Work instructions |
The records are to be restated in their entirety, word for word.

Input |
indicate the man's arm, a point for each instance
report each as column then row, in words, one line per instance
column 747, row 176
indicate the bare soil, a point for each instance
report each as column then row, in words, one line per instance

Solution to the problem |
indicate the man's arm, a point for each instance
report each as column then row, in words, one line per instance
column 747, row 176
indicate the bare soil, a point for each instance
report each as column then row, in words, one line per instance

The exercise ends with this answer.